── SOURCE RECORDS

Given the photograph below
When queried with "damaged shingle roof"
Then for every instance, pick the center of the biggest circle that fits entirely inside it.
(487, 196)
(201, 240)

────

INSTRUCTION:
Copy out every line of the listing above word for word, leaving nothing out.

SOLVED PROBLEM:
Given the photograph below
When queried with "damaged shingle roof"
Then for every instance, pick the center of the biggest circle that fits entirely inside it.
(487, 196)
(201, 240)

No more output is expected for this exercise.